▸ EXERCISE GOAL
Reproduce the listing from the line containing "[pin] sky (one" through the end of the listing, inclusive, leaving each request and its format sample unchanged. Multiply every coordinate in the answers by 0.5 and round each result to a whole number, with halves rounded up.

▸ GIVEN RECORDS
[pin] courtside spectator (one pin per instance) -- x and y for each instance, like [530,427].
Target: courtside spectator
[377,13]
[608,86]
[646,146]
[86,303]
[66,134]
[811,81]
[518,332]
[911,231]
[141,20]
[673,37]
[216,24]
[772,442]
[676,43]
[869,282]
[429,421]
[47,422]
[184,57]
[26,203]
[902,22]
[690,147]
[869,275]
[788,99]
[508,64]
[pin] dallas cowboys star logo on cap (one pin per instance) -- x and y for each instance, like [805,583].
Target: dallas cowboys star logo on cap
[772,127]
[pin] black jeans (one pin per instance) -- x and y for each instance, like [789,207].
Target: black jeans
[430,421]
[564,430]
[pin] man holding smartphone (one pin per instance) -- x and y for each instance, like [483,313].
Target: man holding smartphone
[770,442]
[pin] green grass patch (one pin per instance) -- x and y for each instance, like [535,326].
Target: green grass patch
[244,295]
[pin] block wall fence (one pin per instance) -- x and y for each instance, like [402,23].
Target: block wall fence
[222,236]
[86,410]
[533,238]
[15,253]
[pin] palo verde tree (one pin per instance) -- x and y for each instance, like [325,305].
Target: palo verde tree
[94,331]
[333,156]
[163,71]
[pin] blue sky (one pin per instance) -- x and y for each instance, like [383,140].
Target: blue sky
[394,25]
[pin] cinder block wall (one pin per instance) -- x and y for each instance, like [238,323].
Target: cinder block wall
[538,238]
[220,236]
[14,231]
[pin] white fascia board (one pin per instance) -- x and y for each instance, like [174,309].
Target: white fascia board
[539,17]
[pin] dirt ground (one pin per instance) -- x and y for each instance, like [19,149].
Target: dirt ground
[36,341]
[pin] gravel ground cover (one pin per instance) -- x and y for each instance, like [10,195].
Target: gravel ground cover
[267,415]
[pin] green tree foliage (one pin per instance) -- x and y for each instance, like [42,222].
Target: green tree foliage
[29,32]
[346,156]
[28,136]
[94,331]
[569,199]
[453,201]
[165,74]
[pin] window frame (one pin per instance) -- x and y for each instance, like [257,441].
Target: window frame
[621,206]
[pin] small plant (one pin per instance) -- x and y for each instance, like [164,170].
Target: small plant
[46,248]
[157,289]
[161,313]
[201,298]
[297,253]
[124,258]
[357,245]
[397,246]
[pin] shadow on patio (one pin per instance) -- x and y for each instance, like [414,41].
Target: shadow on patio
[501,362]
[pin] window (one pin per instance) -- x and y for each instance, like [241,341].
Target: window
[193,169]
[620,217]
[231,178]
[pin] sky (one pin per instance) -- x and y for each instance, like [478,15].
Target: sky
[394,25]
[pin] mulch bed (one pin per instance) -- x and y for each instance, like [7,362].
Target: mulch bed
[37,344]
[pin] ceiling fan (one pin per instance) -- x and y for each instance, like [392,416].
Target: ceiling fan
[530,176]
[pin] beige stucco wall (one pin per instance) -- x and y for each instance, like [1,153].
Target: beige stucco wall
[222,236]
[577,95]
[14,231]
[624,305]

▸ WORKED SOLUTION
[pin] sky (one pin per instance) -- x and y for each instance, like [478,15].
Target: sky
[197,13]
[pin] mulch bed (one pin per instance) -- x and y for each instance, like [7,362].
Target: mulch bed
[19,172]
[pin] ceiling fan (one pin per instance) -- x and y for each instance, like [392,416].
Target: ceiling fan
[265,88]
[pin] beige stucco wall (one pin per instance) -- x and y for each instance, like [1,153].
Target: beige stucco wall
[111,118]
[289,48]
[7,116]
[312,153]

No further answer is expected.